THE DATA Block Start
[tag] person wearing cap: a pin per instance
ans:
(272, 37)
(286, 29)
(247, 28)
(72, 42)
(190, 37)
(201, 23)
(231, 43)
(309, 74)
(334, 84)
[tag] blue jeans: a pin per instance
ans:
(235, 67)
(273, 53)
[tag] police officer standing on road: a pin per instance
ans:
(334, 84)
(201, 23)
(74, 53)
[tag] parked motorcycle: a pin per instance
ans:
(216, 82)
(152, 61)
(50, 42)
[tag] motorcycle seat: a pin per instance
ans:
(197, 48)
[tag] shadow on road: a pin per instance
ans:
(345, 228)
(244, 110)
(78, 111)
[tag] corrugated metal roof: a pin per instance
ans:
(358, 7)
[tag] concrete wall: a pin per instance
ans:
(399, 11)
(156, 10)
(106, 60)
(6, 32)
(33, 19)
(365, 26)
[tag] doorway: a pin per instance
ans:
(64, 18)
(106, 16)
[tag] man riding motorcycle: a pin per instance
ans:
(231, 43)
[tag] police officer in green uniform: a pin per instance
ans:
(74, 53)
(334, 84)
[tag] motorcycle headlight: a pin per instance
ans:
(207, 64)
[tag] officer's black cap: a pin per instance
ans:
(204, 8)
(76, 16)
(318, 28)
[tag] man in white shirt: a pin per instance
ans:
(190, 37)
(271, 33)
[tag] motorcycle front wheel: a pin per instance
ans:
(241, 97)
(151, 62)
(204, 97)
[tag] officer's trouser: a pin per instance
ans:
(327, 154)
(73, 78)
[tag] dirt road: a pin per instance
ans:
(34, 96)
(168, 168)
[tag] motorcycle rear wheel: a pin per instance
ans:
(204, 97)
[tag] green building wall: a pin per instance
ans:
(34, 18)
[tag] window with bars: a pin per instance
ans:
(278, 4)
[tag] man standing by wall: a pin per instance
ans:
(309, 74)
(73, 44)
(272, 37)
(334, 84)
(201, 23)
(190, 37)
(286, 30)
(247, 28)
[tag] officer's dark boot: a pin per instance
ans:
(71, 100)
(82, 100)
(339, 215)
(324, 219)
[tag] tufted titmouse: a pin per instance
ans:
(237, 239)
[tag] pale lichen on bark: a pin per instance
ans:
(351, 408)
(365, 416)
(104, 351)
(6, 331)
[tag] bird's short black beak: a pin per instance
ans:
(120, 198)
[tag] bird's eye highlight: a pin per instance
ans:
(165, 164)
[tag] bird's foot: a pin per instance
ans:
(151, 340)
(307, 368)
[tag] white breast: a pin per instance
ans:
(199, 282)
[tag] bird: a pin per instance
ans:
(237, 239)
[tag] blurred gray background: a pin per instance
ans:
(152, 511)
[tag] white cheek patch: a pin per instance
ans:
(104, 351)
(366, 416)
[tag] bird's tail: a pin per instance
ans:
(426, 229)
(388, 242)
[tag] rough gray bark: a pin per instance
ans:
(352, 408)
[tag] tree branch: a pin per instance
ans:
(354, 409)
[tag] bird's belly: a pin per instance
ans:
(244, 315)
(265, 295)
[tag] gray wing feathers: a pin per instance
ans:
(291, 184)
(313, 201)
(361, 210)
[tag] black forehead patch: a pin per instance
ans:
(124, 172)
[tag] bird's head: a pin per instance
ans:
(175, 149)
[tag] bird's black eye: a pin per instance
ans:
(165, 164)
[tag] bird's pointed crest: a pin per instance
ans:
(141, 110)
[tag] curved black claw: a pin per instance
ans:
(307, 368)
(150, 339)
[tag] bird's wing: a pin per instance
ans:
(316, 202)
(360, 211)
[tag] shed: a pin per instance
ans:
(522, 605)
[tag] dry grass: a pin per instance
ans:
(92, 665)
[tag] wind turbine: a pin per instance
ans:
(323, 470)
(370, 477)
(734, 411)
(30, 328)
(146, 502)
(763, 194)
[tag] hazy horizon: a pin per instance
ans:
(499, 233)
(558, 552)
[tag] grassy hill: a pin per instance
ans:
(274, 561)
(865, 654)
THE DATA Block End
## TASK PROMPT
Provide the number of lines in the records above that contain the word "wing", with no additional words.

## SOLUTION FOR THIS TASK
2